This is where the Force comes in, and not the space magic kind. R-Type is known for having a detachable sphere on your vessel known as the Force that can be used to block projectiles and destroy smaller craft instantly. The Force sphere does constant damage on contact with all enemies and is also how you provide energy for your Dose meter, which powers a screen-clearing ultra attack. Getting up close and personal with your foes in order to charge up your biggest attacks and attaching the Force to the rear of your ship to provide cover fire are great risk-vs-reward systems and will be instantly recognizable to any returning fans. Some newer mechanics might have been a welcome addition to the gameplay and could have shaken up a formula that has been used for over three decades now, but there is comfort in the familiar and at least they didn’t break what was already not broken.
This is my R-Type, there are many like it, but this one is mine
One of the biggest and only surprises found in R-Type Final 2 is the ability to customize almost everything in the game. Your protagonist and spacecraft are blank canvases, ready for you to make your mark and claim them as your own. Everything from your pilot’s name, the colors and decoration of your ships, and even the name of the missions is up for you to leave be or make as unique as you like. The different areas can be played in order with a branching path in the storyline, or individually in the Stage & Score Attack mode as you unlock them.
Your default drab or fabulously festive fleet is on display in the R Museum found in the game's Data & Gallery section. This immense hangar houses your available craft and can be viewed from an overhead or ground-level view. I appreciated the detail found in each ship model and the history given for them. Every weapon, sub-weapon, Force attachment, and upgrade is presented with detailed information; really giving the feeling that you are exploring a museum of retired fighters.
Also available for display is the Pilot & War Record section, acting as sort of a photo mode for your hero and their spacecraft of choice. Here you can also edit your name, gender, birthday, title, medals, and even add custom comments. Rounding out the extras are the Bydo Lab, serving as an enemy glossary with detailed statistics, and the gallery, which houses high-quality screenshots with alternate angles that can be used to replace both the title and loading screens.

**Data excerpt:**
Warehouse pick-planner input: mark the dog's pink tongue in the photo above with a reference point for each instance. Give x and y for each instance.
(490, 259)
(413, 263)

**Directions:**
**1)** Answer these about the R-Type Final 2 review:
(a) What meter does the Force sphere provide energy for?
(b) In which section of the game is the R Museum found?
(c) What does the Bydo Lab serve as?
**2)** Resume the R-Type Final 2 review after its last sentence.
The lines are separate material, apart from the R-Type Final 2 review.

**Written responses:**
**1)**
(a) The Dose meter.
(b) The Data & Gallery section.
(c) An enemy glossary with detailed statistics.

**2)**
Cruising with competency
I wouldn’t go around saying R-Type Final 2 is the best looking game, but it would be unfair to say that it’s an ugly one. While it isn't beautiful, R-Type Final 2 is downright handsome at times. The frame rate was solid throughout, only dipping when finishing a boss fight and zooming in on my fighter. The resolution, however, is noticeably lowered in order to facilitate the solid frame pacing, but it's not detrimental to the overall experience.
Utilizing Unreal Engine 4, Granzella delivers a competent looking shooter with abundant real-time lighting, colorful particle-strewn weapon effects, and newly modeled yet familiar ships and enemies. The lighting in particular really impressed me with the area around you illuminating in different hues as you charge and unleash your weapons and receive incoming fire. Darker stages with metallic surfaces really stood out with this excellent lighting system in place and I found myself dying occasionally from looking a little too long at the pretty colors instead of focusing on my spacecraft.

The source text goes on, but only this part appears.